▶ Work task
Count up the lines below where the word "green" shows up, and respond with the number alone.

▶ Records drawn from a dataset
Content starts

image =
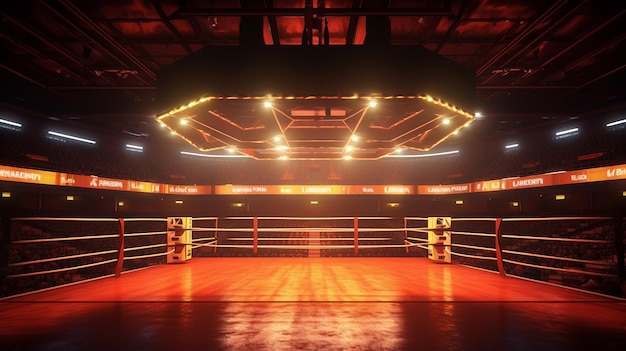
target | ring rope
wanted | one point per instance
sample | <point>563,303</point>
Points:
<point>144,247</point>
<point>530,237</point>
<point>292,230</point>
<point>474,234</point>
<point>148,255</point>
<point>203,239</point>
<point>309,239</point>
<point>69,238</point>
<point>44,260</point>
<point>554,219</point>
<point>65,219</point>
<point>196,245</point>
<point>602,263</point>
<point>308,218</point>
<point>566,270</point>
<point>419,239</point>
<point>474,247</point>
<point>145,219</point>
<point>144,233</point>
<point>474,256</point>
<point>61,269</point>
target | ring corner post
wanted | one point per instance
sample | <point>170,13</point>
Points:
<point>255,239</point>
<point>356,236</point>
<point>501,269</point>
<point>120,250</point>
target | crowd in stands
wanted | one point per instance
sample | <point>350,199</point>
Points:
<point>591,243</point>
<point>81,248</point>
<point>592,250</point>
<point>486,159</point>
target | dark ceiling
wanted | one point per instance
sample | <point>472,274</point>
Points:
<point>96,62</point>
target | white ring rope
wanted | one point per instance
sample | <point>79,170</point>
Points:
<point>66,219</point>
<point>196,245</point>
<point>144,233</point>
<point>309,239</point>
<point>418,239</point>
<point>566,270</point>
<point>68,238</point>
<point>474,256</point>
<point>17,264</point>
<point>309,218</point>
<point>145,219</point>
<point>294,230</point>
<point>554,219</point>
<point>474,234</point>
<point>148,255</point>
<point>474,247</point>
<point>305,247</point>
<point>145,247</point>
<point>203,239</point>
<point>601,263</point>
<point>61,269</point>
<point>530,237</point>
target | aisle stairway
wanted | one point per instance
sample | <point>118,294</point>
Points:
<point>315,241</point>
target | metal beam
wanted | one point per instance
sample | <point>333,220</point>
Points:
<point>582,38</point>
<point>592,53</point>
<point>535,41</point>
<point>454,25</point>
<point>337,11</point>
<point>103,35</point>
<point>354,21</point>
<point>26,78</point>
<point>523,87</point>
<point>531,27</point>
<point>272,21</point>
<point>606,74</point>
<point>170,26</point>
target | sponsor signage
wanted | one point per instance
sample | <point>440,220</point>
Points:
<point>443,189</point>
<point>527,182</point>
<point>24,175</point>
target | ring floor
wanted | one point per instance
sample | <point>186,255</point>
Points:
<point>312,304</point>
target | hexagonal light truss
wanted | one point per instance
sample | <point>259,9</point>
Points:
<point>316,127</point>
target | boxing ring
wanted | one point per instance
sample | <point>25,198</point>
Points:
<point>45,252</point>
<point>341,283</point>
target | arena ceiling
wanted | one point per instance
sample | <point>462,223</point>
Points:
<point>95,63</point>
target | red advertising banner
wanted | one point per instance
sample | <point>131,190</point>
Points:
<point>315,189</point>
<point>381,189</point>
<point>443,189</point>
<point>187,189</point>
<point>607,173</point>
<point>527,182</point>
<point>23,175</point>
<point>488,185</point>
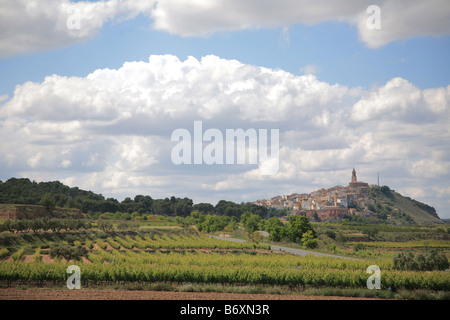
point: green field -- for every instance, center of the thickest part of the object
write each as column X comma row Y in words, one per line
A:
column 178, row 257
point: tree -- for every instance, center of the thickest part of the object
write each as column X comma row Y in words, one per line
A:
column 297, row 226
column 276, row 229
column 250, row 221
column 309, row 241
column 48, row 202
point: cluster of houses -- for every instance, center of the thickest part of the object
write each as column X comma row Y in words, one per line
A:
column 332, row 203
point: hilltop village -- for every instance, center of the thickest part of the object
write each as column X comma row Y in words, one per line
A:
column 332, row 203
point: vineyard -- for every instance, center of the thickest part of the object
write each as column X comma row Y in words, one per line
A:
column 196, row 259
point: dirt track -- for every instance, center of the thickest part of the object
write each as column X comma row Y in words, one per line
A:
column 108, row 294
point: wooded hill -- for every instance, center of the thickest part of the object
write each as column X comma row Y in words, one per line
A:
column 57, row 195
column 389, row 202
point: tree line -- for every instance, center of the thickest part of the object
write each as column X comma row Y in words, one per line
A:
column 56, row 194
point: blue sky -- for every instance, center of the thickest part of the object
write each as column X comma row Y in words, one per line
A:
column 87, row 108
column 333, row 47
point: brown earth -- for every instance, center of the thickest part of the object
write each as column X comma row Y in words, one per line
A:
column 110, row 294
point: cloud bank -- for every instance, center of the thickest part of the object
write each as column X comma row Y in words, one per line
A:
column 28, row 26
column 110, row 131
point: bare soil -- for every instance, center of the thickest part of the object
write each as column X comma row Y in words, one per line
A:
column 111, row 294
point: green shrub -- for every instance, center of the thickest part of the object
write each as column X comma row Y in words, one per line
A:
column 434, row 260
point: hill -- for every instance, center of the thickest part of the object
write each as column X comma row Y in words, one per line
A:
column 57, row 195
column 388, row 201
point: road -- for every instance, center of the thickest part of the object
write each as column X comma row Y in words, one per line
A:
column 299, row 252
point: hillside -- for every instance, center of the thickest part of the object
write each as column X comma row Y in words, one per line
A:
column 389, row 201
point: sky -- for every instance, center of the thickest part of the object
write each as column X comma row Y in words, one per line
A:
column 92, row 91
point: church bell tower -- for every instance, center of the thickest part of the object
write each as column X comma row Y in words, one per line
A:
column 354, row 175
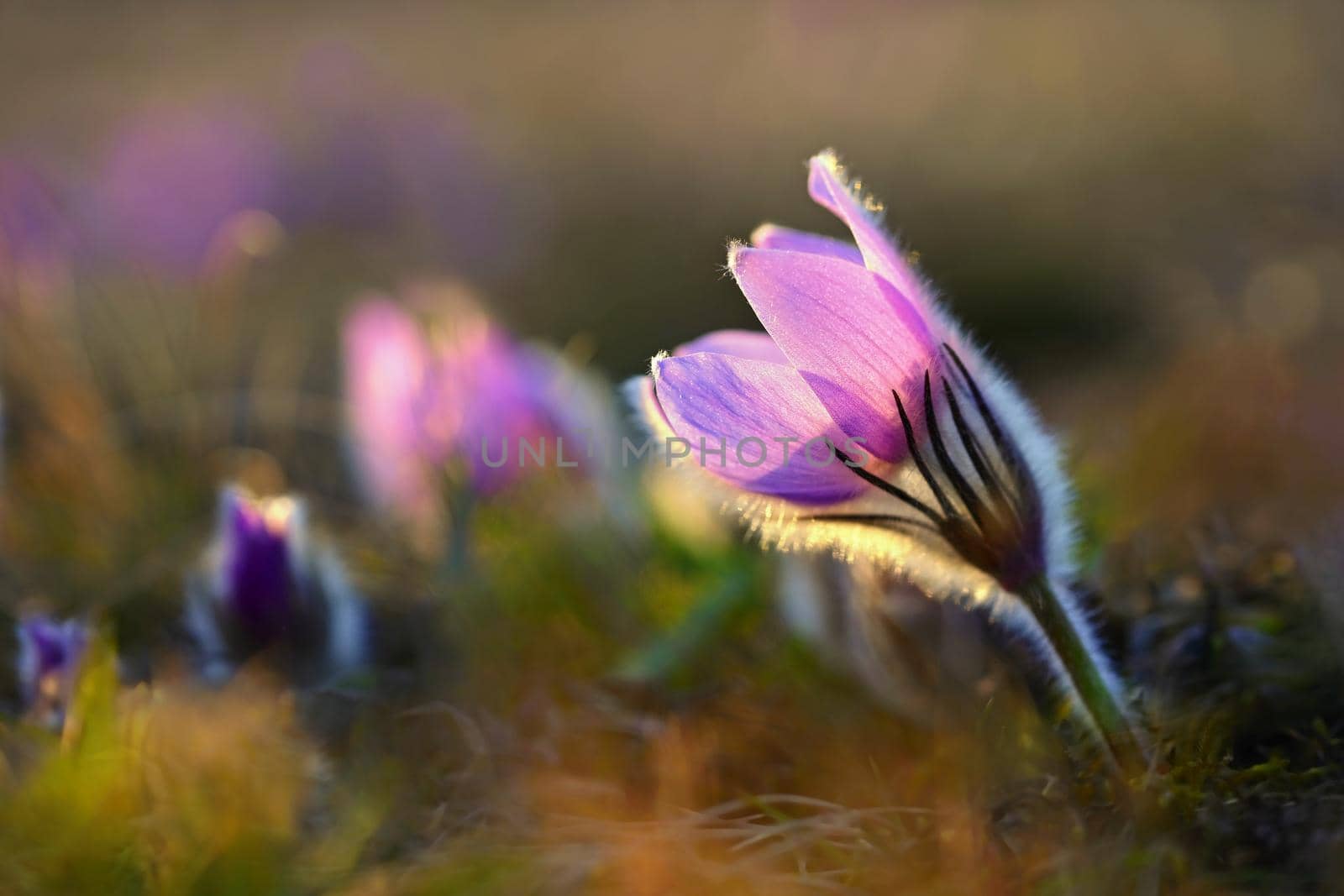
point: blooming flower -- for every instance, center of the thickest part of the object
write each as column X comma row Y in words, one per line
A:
column 49, row 663
column 456, row 394
column 266, row 586
column 866, row 422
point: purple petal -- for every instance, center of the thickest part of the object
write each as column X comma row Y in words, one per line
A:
column 800, row 241
column 748, row 406
column 848, row 332
column 259, row 587
column 827, row 186
column 738, row 343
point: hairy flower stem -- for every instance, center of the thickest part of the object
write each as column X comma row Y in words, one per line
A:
column 1093, row 688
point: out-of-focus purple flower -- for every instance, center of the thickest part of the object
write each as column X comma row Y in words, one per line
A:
column 265, row 586
column 49, row 663
column 37, row 234
column 454, row 392
column 174, row 181
column 255, row 573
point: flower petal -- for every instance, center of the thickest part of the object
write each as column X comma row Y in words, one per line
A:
column 800, row 241
column 848, row 332
column 828, row 188
column 748, row 406
column 738, row 343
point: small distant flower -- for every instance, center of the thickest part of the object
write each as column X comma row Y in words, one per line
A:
column 50, row 653
column 867, row 423
column 176, row 181
column 454, row 396
column 265, row 586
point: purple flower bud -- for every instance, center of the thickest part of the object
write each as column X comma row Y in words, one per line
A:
column 266, row 586
column 866, row 423
column 864, row 410
column 259, row 584
column 49, row 663
column 454, row 391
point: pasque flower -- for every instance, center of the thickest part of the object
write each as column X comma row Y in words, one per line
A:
column 866, row 422
column 266, row 584
column 172, row 181
column 437, row 390
column 49, row 658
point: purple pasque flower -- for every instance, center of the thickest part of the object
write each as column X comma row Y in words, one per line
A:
column 916, row 452
column 448, row 392
column 864, row 410
column 174, row 181
column 265, row 586
column 50, row 653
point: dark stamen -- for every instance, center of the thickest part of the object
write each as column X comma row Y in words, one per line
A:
column 920, row 463
column 988, row 476
column 1005, row 446
column 968, row 496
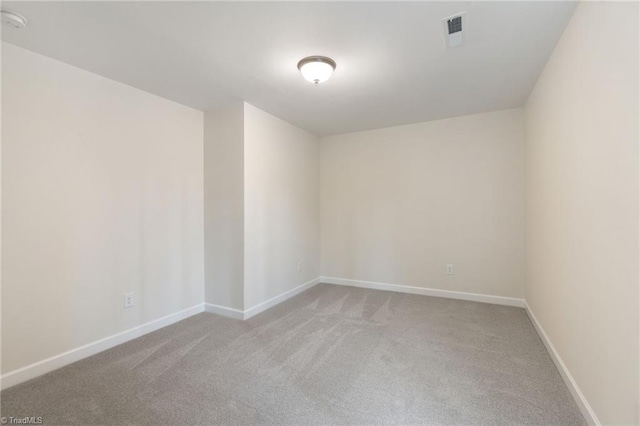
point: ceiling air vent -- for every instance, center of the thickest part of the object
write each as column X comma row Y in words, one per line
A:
column 454, row 30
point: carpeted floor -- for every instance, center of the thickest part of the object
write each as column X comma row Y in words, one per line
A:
column 332, row 355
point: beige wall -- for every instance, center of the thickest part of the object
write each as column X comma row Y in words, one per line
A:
column 224, row 206
column 102, row 195
column 582, row 205
column 400, row 203
column 281, row 212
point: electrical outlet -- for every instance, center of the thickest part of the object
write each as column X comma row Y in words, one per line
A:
column 128, row 300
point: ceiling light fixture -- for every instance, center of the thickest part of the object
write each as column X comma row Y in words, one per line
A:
column 316, row 69
column 13, row 19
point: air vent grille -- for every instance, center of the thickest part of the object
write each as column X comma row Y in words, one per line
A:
column 455, row 30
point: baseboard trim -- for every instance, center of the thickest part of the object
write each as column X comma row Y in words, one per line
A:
column 45, row 366
column 578, row 396
column 474, row 297
column 261, row 307
column 224, row 311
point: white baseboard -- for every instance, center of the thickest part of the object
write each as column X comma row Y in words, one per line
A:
column 39, row 368
column 578, row 396
column 474, row 297
column 224, row 311
column 261, row 307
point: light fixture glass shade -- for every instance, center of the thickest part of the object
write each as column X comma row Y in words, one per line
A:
column 316, row 69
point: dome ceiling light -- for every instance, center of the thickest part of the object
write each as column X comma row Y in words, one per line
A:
column 316, row 69
column 13, row 19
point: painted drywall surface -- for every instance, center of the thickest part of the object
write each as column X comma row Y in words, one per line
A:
column 224, row 206
column 281, row 208
column 398, row 204
column 102, row 195
column 582, row 205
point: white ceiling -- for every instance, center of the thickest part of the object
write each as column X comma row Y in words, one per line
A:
column 392, row 65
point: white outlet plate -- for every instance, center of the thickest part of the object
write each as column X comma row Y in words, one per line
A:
column 449, row 269
column 128, row 300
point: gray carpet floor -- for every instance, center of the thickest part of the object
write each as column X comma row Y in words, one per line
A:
column 331, row 355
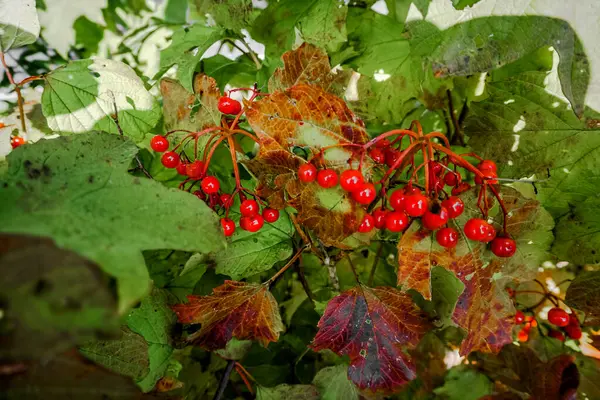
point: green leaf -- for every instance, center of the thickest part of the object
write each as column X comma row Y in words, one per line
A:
column 154, row 320
column 285, row 391
column 187, row 46
column 584, row 294
column 83, row 95
column 333, row 384
column 250, row 253
column 51, row 298
column 126, row 356
column 484, row 44
column 77, row 190
column 19, row 24
column 322, row 23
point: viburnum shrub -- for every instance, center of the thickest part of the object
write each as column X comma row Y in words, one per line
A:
column 363, row 209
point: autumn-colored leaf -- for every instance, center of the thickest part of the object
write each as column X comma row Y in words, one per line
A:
column 190, row 111
column 371, row 325
column 235, row 309
column 307, row 64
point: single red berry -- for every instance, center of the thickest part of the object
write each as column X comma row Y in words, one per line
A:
column 327, row 178
column 307, row 173
column 367, row 224
column 17, row 141
column 391, row 155
column 487, row 165
column 377, row 155
column 225, row 199
column 489, row 176
column 181, row 168
column 573, row 331
column 460, row 188
column 447, row 237
column 477, row 229
column 504, row 247
column 270, row 215
column 396, row 221
column 558, row 316
column 435, row 218
column 556, row 335
column 365, row 194
column 454, row 205
column 451, row 178
column 159, row 143
column 351, row 179
column 397, row 200
column 210, row 184
column 415, row 205
column 227, row 105
column 379, row 215
column 253, row 224
column 249, row 208
column 195, row 170
column 228, row 226
column 170, row 159
column 519, row 317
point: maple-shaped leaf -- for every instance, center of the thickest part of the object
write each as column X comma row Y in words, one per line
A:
column 371, row 325
column 307, row 64
column 235, row 309
column 190, row 111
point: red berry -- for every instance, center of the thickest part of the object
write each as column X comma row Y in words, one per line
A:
column 379, row 215
column 397, row 200
column 227, row 105
column 558, row 316
column 415, row 205
column 195, row 170
column 351, row 179
column 367, row 224
column 460, row 188
column 181, row 168
column 477, row 229
column 327, row 178
column 210, row 184
column 170, row 159
column 377, row 155
column 365, row 194
column 556, row 335
column 519, row 317
column 252, row 224
column 487, row 165
column 270, row 215
column 228, row 226
column 454, row 205
column 450, row 179
column 307, row 173
column 159, row 143
column 504, row 247
column 488, row 174
column 436, row 218
column 447, row 237
column 396, row 221
column 573, row 331
column 17, row 141
column 391, row 155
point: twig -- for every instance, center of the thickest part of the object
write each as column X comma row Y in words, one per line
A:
column 457, row 132
column 224, row 380
column 17, row 90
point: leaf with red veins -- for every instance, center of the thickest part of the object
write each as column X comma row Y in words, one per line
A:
column 307, row 116
column 191, row 111
column 235, row 309
column 307, row 64
column 371, row 325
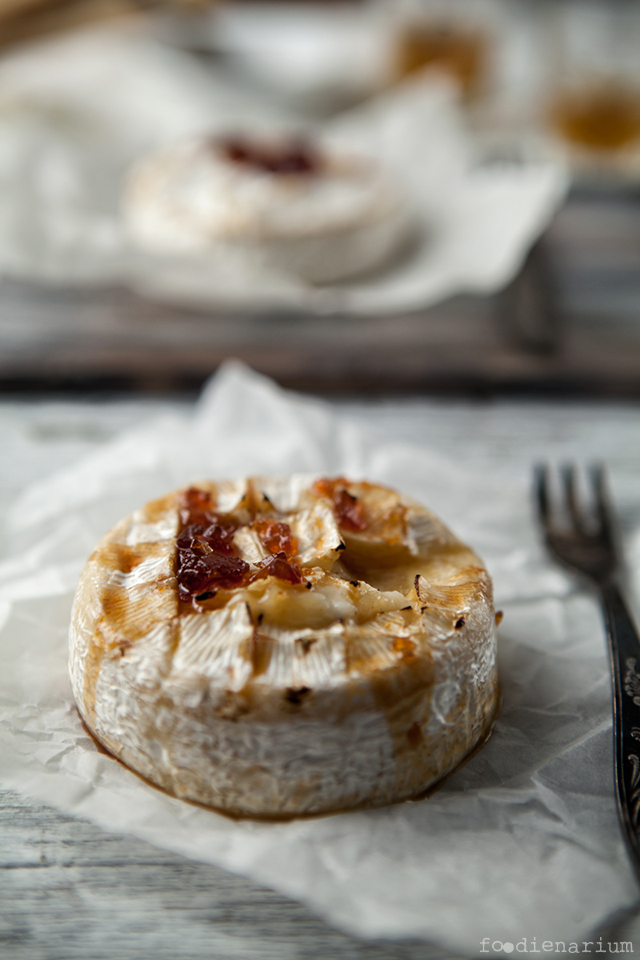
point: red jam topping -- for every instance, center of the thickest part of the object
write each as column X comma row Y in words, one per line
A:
column 347, row 508
column 278, row 566
column 293, row 157
column 276, row 537
column 207, row 558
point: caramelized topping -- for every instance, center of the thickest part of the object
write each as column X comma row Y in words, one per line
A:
column 293, row 157
column 207, row 558
column 276, row 537
column 347, row 508
column 278, row 566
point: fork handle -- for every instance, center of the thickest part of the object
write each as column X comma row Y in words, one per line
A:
column 624, row 655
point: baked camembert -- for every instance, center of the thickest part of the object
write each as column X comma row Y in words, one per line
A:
column 280, row 646
column 318, row 214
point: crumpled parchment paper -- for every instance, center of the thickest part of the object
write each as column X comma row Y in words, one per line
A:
column 75, row 113
column 522, row 842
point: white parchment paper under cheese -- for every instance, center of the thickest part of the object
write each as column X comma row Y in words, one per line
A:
column 76, row 112
column 523, row 841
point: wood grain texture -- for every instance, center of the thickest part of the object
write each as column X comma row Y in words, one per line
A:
column 70, row 891
column 569, row 324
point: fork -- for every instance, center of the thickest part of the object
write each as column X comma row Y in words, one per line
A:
column 583, row 540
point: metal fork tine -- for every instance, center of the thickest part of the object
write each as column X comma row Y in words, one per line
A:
column 598, row 477
column 542, row 494
column 570, row 481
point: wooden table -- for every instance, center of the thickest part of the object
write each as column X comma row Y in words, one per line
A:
column 569, row 324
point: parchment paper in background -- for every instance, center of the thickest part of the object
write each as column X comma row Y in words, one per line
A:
column 76, row 112
column 523, row 841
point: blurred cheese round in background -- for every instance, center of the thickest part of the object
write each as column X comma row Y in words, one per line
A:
column 321, row 215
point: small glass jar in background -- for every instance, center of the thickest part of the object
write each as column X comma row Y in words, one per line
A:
column 454, row 37
column 594, row 81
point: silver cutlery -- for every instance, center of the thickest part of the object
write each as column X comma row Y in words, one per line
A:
column 582, row 537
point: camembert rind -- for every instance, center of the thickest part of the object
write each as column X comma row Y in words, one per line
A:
column 363, row 685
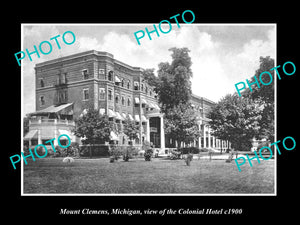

Content ends

▶ Result for this task
3